__Problem statement__.
Locate every line below that contains the word "instance", and copy each of those lines in full.

__Exercise input__.

====

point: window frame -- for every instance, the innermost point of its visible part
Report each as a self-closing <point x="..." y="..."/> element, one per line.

====

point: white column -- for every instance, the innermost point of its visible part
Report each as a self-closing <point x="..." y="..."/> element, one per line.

====

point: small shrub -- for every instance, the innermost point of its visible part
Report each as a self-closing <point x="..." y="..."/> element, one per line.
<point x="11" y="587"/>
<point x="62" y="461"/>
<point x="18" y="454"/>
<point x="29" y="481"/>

====

__Final result__.
point: window frame -- for every instance, the innermost point of its visible part
point: white column -- for every instance, the innermost point of its visible part
point: small shrub -- for every instance, the innermost point of its visible part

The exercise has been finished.